- _TEXT SHOWN_
::::::::

I am a transactional attorney. What does this mean? This means that I spend most of my day helping clients handle matters involving general business disputes, contracts, business formation and legal compliance. However, my job does not routinely involve lawsuits or the multiple facets surrounding them.
Far too many people in the world today are under the impression that every lawyer has sued someone or something, and if you watch any one of the million televisions dramas or comedies involving lawyers, it’s understandable why. These lawyers spend most of their time suing fictional characters or businesses, spending hours preparing for court and most notably, hours billing their clients. While television isn’t really an accurate description of the lives of most litigation attorneys, it is accurate about one thing: suing someone or something is expensive, regardless of the circumstances.
I am drafting this article to discuss client options prior to suing someone, and those options include the threat of suing someone. Often times, as a result of those television shows, or the simple fact that a majority of attorneys are involved with lawsuits on a day-to-day basis, clients are unaware of their options outside of suing someone. In reality, many of today’s legal problems can be settled, as long as cooler heads prevail and both parties are actively seeking an equitable outcome.
How to Resolve a Dispute Without a Lawsuit
In most legal matters involving a business dispute, I almost always advise my client that contacting them through a letter is the best first (and hopefully last) option. These tactics can often times be less threatening (which believe it or not, can be a good thing), 99% of the time are significantly faster than litigation and, dare I say it, 100% of the time less expensive.
First, coming across as less threatening is often times a good thing. Yes, many times you want to “scare the pants off of them” with your letter, but lets ponder the effect of receiving a threatening lawsuit (or letter) in the mail. Often times, defendants (or potential defendants) utilize their “fight or flight” mechanism when receiving a lawsuit (or overly threatening letter); they either opt not to respond at all, thus prolonging the timeline and forcing litigation, or they straightforwardly deny any wrongdoing on their part, again, lengthening the timeline and prompting litigation. A letter, written with the correct amount of threat, as well as a good mix of factual background and legal precedent, is a good way to open the door for a potential settlement and efficient end to the matter, by not triggering people’s “fight or flight” response immediately.
Second, a letter (or series of communications) is almost always faster than filing a lawsuit. People recognize, immediately, that this process could (or better yet will) get very expensive if this proceeds to litigation. Additionally, in circumstances where the potential defendant KNOWS they have done something wrong, they have time to think about the potential of losing a lawsuit, which is unarguably worse than settling a dispute before filing with the court. Clients, over and over again, are always surprised with the amount of time involved in suing someone. Once a lawsuit is filed, all kinds of things come into play: rules of the court, dealing with a court’s congested calendar, dealing with attorney’s who only wish to prolong the case to increase billing, involving juries and such a large amount of motions, hearings and filings that I won’t spend time mentioning them here. The bottom line is, settling a dispute before filing a lawsuit will save you time.

::::::::

- _RECORDED INFORMATION_

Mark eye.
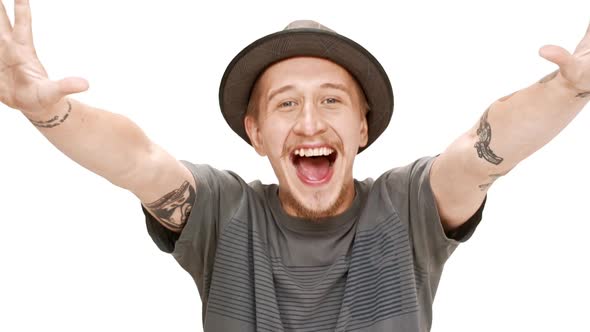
[324,97,339,104]
[279,100,295,108]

::::::::

- _PROBLEMS TO WORK ON_
- a) In the article on resolving disputes without a lawsuit, list the kinds of matters the transactional attorney says they help clients handle for most of the day.
- b) Turn the paragraph of the article on resolving disputes without a lawsuit that begins "Second, a letter" into a short bulleted list that keeps its main facts.
- c) Reproduce the part of the article on resolving disputes without a lawsuit between "I am a transactional" and "of the circumstances.", inclusive, changing "lawsuits" to "court cases".

- _TASK SOLUTIONS_
- a)
- General business disputes
- Contracts
- Business formation
- Legal compliance

- b)
- A letter or series of communications is almost always faster than filing a lawsuit.
- People see right away that the process will get very expensive if it goes to litigation.
- A potential defendant who knows they did something wrong gets time to consider losing a lawsuit, which is worse than settling before a court filing.
- Clients are repeatedly surprised by how much time suing someone takes.
- Once a suit is filed, several things slow it down:
  - court rules
  - a congested court calendar
  - attorneys who prolong the case to bill more
  - juries
  - many motions, hearings and filings
- Settling a dispute before filing a lawsuit saves time.

- c)
I am a transactional attorney. What does this mean? This means that I spend most of my day helping clients handle matters involving general business disputes, contracts, business formation and legal compliance. However, my job does not routinely involve court cases or the multiple facets surrounding them.
Far too many people in the world today are under the impression that every lawyer has sued someone or something, and if you watch any one of the million televisions dramas or comedies involving lawyers, it’s understandable why. These lawyers spend most of their time suing fictional characters or businesses, spending hours preparing for court and most notably, hours billing their clients. While television isn’t really an accurate description of the lives of most litigation attorneys, it is accurate about one thing: suing someone or something is expensive, regardless of the circumstances.